(WHAT THE TASK ASKS): Gather every line of the records below that contains the string "dark". Case counts, so lines where it appears with different capitalization do not qualify.

(RECORDS TO PROCESS):

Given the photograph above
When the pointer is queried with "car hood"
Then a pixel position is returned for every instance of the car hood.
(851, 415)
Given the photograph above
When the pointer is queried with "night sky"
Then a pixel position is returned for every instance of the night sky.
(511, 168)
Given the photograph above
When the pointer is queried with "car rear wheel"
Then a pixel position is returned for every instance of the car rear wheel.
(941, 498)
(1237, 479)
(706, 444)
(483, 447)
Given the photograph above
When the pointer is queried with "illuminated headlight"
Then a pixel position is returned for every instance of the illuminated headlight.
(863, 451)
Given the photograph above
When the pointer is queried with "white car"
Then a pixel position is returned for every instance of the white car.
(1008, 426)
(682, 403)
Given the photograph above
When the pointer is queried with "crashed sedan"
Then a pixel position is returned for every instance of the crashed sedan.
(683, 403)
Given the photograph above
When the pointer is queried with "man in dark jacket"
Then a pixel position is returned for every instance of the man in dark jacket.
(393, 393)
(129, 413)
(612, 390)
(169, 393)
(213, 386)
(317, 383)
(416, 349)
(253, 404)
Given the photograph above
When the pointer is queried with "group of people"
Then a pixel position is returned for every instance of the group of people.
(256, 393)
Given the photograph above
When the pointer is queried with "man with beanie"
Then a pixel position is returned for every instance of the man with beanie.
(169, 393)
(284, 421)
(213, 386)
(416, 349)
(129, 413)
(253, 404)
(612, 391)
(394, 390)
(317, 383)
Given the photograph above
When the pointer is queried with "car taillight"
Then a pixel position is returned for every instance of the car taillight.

(RESULT FOR THIS EXERCISE):
When the pointer is queried with "man in dark jacket"
Then a pixel position is returned for every instance of the man in dark jacket.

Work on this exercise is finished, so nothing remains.